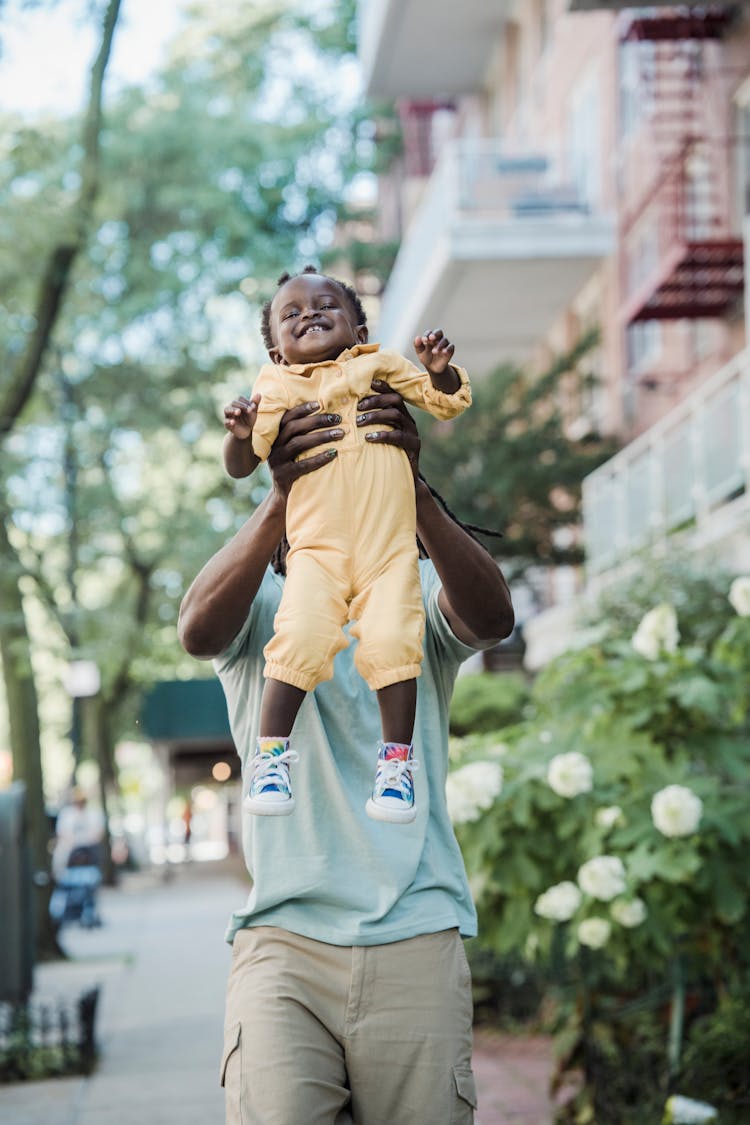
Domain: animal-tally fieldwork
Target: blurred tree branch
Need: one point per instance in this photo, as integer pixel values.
(61, 258)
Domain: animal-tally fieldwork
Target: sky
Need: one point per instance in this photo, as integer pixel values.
(45, 52)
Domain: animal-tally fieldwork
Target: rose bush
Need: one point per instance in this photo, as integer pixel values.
(620, 837)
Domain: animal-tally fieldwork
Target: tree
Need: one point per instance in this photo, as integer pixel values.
(20, 378)
(508, 465)
(226, 169)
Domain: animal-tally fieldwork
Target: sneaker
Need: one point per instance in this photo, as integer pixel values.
(270, 785)
(392, 795)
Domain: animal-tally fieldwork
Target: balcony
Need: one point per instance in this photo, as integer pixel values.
(502, 243)
(689, 474)
(408, 47)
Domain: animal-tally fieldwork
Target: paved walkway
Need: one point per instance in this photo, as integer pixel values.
(162, 964)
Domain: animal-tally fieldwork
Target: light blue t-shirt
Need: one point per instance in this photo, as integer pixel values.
(328, 872)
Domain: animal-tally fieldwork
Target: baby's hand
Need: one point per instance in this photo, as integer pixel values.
(240, 416)
(434, 351)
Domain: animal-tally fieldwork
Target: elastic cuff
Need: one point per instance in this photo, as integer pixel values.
(392, 676)
(292, 676)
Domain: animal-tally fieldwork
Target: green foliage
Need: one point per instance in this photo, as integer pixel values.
(671, 888)
(715, 1064)
(507, 464)
(227, 168)
(487, 702)
(697, 593)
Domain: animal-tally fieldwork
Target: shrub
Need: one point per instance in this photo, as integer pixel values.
(619, 833)
(488, 702)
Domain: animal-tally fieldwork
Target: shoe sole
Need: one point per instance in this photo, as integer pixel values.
(390, 816)
(269, 808)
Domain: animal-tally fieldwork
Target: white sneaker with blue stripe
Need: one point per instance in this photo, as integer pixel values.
(270, 784)
(392, 795)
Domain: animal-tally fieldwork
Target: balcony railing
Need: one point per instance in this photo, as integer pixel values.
(680, 474)
(487, 203)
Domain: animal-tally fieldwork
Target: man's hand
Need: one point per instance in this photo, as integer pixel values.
(387, 407)
(301, 429)
(240, 416)
(434, 351)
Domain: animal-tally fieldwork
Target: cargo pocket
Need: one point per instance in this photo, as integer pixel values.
(231, 1073)
(466, 1096)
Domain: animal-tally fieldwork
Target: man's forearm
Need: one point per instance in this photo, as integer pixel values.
(219, 599)
(475, 597)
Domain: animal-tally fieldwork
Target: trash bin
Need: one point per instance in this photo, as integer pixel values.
(16, 898)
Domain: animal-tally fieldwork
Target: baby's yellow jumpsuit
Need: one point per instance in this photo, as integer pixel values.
(351, 525)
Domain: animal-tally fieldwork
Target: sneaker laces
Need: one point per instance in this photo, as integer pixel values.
(272, 768)
(390, 772)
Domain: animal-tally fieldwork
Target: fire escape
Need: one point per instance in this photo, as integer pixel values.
(681, 252)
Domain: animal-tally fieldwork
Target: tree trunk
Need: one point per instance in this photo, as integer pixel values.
(15, 645)
(25, 746)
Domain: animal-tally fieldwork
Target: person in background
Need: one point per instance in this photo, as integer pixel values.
(78, 825)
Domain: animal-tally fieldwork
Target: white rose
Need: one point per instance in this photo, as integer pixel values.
(594, 932)
(608, 817)
(559, 902)
(681, 1110)
(629, 914)
(570, 774)
(657, 632)
(676, 810)
(739, 595)
(471, 789)
(603, 878)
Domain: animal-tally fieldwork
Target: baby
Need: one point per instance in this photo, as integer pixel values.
(351, 529)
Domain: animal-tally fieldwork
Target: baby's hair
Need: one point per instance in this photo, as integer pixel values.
(279, 557)
(349, 291)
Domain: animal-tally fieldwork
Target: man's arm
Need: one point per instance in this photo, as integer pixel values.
(475, 596)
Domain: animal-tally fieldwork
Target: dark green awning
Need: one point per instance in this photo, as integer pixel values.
(180, 710)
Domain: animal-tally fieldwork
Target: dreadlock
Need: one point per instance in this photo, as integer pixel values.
(349, 291)
(279, 557)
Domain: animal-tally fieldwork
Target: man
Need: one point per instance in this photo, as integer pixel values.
(349, 998)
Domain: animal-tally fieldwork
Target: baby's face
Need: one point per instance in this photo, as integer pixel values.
(313, 320)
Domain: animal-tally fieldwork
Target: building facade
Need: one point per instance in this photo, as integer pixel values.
------------------------------------------------------------
▶ **SET PROBLEM**: Pick out each line in the listing above that contains the word "green" and copy those lines.

▶ **EXERCISE OUTPUT**:
Target: green foliage
Target: dark green awning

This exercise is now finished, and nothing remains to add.